__WORK INSTRUCTION__: Return only how many lines in the data include the string "dark".

__EXTRACTED RECORDS__:
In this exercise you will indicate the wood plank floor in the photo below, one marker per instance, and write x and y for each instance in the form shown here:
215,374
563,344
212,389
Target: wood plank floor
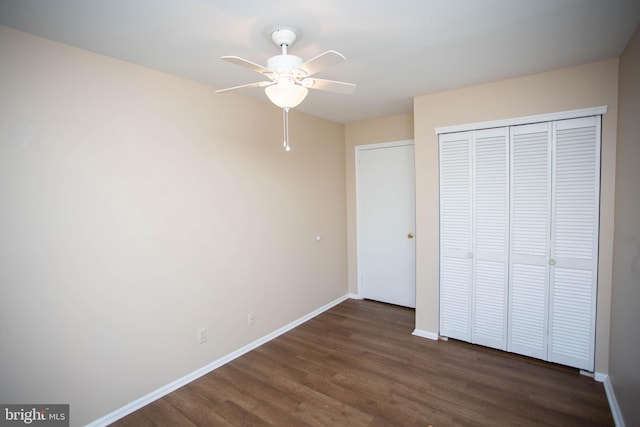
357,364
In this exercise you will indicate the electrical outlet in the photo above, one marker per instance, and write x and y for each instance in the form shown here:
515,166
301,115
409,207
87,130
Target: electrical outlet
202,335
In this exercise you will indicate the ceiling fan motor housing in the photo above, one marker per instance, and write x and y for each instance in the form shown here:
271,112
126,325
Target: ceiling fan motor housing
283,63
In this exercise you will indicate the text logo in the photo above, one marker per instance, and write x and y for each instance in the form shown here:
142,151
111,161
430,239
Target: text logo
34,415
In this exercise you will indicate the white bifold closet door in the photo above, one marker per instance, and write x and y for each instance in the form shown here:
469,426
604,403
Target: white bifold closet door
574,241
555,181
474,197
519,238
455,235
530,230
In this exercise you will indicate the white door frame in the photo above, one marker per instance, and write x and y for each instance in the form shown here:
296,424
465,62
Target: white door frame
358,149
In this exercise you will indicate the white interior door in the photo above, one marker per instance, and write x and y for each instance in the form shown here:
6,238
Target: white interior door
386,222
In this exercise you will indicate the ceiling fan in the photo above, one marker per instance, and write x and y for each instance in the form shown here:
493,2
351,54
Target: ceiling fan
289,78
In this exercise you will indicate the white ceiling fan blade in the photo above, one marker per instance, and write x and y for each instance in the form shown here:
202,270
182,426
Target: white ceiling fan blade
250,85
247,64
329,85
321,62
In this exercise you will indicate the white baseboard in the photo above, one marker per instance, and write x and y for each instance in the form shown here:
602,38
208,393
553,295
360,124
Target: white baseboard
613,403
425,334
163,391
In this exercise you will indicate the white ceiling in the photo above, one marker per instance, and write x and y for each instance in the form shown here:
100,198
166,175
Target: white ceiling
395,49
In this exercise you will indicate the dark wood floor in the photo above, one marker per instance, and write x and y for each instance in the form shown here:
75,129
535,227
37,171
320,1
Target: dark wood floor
...
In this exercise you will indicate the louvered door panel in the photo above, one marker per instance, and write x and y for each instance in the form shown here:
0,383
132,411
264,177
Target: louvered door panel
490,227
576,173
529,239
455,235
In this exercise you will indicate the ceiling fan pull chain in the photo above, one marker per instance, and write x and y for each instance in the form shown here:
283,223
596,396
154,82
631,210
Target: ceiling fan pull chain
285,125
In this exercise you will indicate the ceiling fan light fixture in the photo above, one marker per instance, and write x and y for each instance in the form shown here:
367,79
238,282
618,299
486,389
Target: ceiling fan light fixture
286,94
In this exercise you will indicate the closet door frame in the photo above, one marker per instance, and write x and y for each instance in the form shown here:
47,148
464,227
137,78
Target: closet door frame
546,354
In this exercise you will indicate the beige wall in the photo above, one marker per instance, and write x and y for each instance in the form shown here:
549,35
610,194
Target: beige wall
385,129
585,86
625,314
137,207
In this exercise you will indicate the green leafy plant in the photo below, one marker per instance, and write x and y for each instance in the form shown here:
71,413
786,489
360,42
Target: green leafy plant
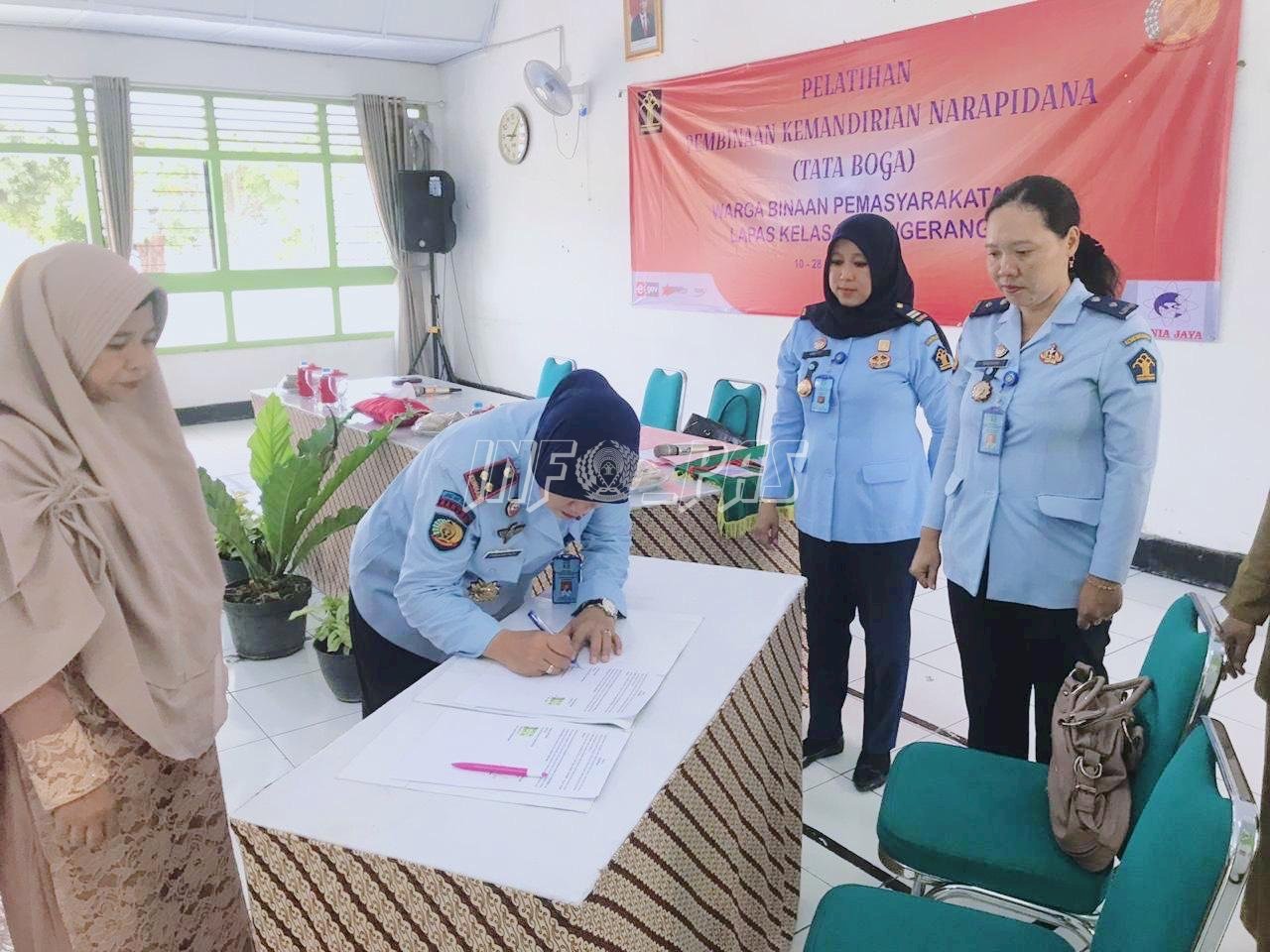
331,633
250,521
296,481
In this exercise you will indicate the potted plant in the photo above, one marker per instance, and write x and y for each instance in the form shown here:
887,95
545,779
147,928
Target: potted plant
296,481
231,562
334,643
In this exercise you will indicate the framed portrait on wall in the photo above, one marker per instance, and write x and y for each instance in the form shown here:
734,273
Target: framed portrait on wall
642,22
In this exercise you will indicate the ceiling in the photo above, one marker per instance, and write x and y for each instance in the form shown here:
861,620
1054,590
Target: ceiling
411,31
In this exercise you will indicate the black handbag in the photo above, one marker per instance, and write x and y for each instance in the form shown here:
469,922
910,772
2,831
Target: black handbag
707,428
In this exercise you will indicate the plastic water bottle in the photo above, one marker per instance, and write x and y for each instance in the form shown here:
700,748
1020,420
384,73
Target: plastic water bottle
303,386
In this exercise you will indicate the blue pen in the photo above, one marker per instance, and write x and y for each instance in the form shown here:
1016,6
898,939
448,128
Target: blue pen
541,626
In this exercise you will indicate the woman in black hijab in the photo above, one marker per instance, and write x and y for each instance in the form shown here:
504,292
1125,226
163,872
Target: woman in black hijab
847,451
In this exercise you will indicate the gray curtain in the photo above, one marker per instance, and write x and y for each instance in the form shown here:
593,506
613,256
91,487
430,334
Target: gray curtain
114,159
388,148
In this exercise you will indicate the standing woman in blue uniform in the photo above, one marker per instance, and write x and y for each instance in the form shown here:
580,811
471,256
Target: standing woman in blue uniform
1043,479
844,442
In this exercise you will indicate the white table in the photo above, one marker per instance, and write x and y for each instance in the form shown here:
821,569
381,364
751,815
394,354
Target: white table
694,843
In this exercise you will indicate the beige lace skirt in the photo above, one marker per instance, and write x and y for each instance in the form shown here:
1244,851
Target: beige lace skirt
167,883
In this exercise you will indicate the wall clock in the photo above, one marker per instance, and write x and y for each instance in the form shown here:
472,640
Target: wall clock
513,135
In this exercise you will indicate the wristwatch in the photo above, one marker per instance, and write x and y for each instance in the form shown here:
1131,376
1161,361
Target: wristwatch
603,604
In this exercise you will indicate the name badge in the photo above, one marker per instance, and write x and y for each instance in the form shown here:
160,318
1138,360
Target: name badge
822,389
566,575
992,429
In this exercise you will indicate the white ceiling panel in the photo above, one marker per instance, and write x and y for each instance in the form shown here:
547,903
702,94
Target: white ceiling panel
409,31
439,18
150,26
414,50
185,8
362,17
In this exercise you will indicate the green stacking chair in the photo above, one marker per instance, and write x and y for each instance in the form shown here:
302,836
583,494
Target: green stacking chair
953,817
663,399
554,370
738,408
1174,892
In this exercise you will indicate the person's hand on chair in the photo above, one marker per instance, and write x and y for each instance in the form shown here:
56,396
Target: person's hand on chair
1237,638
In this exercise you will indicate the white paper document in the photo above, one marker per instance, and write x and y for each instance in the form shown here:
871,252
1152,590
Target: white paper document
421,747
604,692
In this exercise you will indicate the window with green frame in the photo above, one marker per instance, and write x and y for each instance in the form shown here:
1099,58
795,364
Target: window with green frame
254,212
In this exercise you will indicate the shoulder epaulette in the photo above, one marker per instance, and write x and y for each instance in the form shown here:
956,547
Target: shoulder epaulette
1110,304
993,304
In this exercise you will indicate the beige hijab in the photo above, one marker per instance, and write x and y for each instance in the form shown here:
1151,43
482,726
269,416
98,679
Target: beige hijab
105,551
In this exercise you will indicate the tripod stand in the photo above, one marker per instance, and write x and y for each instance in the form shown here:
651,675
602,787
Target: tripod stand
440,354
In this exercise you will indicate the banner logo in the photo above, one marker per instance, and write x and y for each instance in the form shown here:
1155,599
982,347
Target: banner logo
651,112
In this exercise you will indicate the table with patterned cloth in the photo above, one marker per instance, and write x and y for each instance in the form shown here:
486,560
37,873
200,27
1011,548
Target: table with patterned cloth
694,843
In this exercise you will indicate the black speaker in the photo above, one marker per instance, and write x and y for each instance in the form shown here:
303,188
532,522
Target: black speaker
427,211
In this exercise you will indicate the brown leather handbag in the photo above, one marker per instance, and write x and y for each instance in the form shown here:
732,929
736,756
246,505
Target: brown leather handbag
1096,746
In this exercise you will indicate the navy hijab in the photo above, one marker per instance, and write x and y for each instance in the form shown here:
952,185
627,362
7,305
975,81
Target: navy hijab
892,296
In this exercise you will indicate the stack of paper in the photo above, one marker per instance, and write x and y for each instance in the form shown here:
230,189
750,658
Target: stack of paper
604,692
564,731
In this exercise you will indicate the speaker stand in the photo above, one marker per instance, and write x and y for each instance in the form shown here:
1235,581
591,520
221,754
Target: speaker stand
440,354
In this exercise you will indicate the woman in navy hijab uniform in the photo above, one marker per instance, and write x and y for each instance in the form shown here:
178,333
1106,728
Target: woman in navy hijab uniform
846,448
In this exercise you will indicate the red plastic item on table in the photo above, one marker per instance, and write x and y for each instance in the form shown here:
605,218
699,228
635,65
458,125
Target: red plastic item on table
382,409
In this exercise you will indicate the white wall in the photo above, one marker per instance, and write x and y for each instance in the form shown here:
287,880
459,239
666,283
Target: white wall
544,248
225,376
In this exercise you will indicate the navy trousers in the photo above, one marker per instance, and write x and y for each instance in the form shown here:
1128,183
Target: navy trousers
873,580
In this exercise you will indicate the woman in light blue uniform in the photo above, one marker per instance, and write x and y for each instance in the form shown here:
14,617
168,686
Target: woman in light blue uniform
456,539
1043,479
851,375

__WRITTEN RESPONSE__: 2